====== Exercise data

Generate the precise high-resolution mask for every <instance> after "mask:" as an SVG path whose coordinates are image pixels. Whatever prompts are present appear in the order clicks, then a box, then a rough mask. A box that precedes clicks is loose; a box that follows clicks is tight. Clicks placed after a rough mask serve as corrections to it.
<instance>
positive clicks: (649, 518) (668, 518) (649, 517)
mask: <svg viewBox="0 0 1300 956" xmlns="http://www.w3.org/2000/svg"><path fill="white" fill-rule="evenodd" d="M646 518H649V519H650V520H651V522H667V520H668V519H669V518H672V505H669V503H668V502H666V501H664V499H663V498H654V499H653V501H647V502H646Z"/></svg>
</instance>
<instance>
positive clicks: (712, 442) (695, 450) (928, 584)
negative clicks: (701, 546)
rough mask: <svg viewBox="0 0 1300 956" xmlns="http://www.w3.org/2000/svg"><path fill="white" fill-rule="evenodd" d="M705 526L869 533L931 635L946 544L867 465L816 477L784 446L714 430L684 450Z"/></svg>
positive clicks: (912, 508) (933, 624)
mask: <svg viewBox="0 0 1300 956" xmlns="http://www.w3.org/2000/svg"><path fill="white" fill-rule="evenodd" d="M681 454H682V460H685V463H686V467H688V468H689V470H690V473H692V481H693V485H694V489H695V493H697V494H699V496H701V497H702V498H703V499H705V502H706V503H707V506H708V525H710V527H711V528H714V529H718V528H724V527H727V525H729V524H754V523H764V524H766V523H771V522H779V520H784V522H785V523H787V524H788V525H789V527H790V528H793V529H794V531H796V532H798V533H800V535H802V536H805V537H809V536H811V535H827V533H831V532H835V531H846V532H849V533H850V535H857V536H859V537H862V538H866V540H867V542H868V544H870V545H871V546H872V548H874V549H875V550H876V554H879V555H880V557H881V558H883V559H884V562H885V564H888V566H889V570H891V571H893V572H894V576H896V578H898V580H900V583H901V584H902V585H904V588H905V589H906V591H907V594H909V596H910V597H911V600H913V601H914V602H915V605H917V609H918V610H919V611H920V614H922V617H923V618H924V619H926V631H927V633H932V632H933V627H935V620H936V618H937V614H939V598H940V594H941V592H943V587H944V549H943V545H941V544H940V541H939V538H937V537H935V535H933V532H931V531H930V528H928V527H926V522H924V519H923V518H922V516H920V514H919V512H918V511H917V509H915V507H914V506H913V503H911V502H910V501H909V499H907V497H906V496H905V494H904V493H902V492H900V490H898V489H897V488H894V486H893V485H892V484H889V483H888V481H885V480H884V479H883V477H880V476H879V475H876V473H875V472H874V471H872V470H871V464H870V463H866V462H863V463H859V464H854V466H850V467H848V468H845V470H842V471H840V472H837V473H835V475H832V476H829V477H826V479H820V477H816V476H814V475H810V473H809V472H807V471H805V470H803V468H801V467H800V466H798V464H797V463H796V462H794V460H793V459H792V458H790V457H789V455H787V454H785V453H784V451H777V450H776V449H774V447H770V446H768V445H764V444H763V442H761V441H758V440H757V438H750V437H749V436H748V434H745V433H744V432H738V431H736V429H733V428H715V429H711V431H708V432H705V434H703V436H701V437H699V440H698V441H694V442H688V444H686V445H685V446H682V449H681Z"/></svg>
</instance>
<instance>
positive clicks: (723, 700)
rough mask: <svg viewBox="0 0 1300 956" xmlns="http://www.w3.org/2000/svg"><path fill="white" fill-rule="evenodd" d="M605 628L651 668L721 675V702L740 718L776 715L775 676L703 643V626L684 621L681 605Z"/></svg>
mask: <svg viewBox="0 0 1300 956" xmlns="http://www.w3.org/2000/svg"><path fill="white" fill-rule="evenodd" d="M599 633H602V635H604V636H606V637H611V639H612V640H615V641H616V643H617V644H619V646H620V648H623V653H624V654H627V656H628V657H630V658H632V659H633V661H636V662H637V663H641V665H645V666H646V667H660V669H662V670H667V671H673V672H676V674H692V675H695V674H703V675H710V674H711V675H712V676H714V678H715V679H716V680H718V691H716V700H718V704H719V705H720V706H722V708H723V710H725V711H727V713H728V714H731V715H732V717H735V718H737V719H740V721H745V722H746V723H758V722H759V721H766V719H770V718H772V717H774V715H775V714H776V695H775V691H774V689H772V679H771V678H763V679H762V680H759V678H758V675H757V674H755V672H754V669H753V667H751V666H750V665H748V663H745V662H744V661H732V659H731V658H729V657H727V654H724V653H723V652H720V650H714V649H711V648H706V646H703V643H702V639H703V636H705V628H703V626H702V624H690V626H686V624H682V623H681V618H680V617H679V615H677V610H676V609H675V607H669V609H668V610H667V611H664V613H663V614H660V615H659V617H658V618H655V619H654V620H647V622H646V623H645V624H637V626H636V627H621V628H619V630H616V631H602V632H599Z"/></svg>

============
====== Exercise data

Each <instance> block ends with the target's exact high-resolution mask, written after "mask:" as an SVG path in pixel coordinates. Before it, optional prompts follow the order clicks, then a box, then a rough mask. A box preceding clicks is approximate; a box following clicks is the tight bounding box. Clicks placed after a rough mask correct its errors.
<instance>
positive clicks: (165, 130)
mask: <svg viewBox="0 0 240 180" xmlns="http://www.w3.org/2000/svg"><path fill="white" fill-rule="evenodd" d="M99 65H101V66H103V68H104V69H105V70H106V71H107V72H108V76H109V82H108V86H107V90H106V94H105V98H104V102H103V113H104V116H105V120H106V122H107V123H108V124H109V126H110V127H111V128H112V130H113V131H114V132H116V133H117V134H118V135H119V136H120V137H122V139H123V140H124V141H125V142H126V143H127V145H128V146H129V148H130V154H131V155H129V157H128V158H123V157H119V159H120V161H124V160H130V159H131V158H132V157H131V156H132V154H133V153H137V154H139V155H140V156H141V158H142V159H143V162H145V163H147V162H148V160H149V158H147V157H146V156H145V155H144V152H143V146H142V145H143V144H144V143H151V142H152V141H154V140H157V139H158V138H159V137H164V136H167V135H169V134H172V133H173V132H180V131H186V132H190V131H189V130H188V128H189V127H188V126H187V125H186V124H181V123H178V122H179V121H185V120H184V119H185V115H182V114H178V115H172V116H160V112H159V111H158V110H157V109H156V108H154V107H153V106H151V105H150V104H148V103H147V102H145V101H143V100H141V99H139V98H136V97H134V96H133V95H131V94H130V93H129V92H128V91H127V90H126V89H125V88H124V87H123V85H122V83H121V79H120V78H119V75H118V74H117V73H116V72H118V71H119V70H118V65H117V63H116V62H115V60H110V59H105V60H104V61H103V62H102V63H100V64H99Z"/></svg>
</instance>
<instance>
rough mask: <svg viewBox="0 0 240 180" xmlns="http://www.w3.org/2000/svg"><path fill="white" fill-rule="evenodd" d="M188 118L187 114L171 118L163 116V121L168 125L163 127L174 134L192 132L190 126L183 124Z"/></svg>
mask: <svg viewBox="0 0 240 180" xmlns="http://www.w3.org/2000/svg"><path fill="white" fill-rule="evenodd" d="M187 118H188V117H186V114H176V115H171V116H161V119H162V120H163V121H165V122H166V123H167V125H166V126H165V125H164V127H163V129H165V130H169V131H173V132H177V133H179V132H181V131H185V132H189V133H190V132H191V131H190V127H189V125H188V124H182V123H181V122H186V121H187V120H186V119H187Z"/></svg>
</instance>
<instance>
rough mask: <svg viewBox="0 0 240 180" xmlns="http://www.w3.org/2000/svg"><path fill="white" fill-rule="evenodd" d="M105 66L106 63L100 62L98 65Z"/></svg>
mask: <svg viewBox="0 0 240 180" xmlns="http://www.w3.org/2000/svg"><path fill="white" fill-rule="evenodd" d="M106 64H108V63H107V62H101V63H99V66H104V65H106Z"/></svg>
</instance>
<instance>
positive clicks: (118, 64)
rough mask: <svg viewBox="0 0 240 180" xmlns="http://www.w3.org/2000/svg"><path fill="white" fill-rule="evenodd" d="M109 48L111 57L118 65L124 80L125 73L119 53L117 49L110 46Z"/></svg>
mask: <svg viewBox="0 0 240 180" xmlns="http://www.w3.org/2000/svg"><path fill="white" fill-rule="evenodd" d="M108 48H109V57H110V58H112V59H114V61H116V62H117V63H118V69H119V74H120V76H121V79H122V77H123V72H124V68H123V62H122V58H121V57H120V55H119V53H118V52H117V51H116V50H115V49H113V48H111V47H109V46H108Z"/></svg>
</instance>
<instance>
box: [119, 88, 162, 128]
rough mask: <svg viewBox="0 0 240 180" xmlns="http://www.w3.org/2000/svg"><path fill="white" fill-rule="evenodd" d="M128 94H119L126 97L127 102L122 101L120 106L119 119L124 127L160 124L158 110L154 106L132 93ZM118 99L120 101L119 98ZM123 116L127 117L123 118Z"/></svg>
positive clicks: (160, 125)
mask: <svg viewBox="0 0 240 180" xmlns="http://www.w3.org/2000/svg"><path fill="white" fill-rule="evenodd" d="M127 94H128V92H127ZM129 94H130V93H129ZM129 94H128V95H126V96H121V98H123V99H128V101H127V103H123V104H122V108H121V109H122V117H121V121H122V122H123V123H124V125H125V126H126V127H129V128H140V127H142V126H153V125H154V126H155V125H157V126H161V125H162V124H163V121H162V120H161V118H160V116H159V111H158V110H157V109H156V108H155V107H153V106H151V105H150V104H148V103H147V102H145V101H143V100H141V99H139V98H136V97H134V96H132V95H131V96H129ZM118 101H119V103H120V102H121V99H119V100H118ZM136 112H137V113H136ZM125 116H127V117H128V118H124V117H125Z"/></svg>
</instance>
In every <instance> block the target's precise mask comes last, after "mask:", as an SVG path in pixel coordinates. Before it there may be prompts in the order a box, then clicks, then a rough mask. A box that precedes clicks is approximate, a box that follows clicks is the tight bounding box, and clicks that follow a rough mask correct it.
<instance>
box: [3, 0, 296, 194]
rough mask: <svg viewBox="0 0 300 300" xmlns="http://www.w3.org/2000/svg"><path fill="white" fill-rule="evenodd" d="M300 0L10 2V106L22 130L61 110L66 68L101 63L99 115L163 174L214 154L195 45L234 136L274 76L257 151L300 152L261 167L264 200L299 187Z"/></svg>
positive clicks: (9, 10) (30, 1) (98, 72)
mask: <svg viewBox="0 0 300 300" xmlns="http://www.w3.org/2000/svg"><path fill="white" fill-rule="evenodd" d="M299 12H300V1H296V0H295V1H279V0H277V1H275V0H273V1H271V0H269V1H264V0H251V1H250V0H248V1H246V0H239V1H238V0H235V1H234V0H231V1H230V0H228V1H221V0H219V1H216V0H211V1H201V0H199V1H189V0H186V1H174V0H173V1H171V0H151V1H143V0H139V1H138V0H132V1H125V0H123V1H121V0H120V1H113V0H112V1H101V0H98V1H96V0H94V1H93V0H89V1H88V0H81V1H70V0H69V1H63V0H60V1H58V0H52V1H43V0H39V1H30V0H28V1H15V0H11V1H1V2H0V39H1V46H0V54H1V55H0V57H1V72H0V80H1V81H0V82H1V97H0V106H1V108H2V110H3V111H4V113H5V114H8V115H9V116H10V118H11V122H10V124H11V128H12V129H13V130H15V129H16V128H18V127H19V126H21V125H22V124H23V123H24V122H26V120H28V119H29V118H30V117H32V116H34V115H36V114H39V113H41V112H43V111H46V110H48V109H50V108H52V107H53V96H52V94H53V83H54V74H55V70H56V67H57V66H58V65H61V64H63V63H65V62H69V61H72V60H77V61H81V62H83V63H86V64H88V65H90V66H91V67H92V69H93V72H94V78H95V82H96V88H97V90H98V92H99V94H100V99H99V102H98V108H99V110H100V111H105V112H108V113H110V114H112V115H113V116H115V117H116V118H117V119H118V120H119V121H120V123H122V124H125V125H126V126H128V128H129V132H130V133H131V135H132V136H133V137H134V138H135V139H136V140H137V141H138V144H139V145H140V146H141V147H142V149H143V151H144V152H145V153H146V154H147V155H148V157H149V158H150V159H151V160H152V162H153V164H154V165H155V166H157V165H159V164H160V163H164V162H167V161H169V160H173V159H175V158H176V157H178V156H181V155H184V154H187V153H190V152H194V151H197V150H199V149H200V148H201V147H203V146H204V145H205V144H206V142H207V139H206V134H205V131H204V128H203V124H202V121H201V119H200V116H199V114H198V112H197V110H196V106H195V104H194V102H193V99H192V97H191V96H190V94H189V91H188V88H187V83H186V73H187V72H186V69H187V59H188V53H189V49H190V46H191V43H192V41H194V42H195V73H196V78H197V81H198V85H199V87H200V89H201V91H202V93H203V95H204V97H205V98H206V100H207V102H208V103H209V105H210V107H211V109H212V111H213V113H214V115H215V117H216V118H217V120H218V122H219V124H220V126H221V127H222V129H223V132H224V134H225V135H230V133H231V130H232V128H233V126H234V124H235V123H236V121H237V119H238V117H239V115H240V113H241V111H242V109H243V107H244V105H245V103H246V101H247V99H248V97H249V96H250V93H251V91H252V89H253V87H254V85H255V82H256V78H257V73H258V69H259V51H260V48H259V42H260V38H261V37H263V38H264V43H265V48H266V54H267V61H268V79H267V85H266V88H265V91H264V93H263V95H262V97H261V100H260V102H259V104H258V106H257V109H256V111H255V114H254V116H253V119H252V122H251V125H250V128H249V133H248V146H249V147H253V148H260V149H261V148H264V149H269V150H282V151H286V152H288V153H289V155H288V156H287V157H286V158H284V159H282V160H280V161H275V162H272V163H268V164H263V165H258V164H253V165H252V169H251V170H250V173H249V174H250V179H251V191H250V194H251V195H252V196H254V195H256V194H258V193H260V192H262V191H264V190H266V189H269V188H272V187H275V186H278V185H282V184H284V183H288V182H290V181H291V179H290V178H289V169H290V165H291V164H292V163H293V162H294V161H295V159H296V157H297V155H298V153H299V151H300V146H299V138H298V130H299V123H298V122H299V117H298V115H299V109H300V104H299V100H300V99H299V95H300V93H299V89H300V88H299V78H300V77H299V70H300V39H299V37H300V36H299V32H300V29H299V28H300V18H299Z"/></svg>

============

* [Work instruction] Report every line of the material above that contains the string "precedes", matching case exactly.

* [Written reply]
Generate the precise high-resolution mask for every <instance> after "mask:" as an SVG path whose coordinates are image pixels. Whatever prompts are present appear in the order clicks, then a box, then a rough mask. A box that precedes clicks is loose; a box that follows clicks is tight. Clicks placed after a rough mask serve as corrections to it.
In every <instance> block the target's precise mask comes last, after "mask:", as an SVG path in pixel coordinates. Before it there may be prompts in the order a box, then clicks, then a rough mask. A box that precedes clicks is approximate, a box that follows clicks is the tight bounding box, and clicks that follow a rough mask correct it.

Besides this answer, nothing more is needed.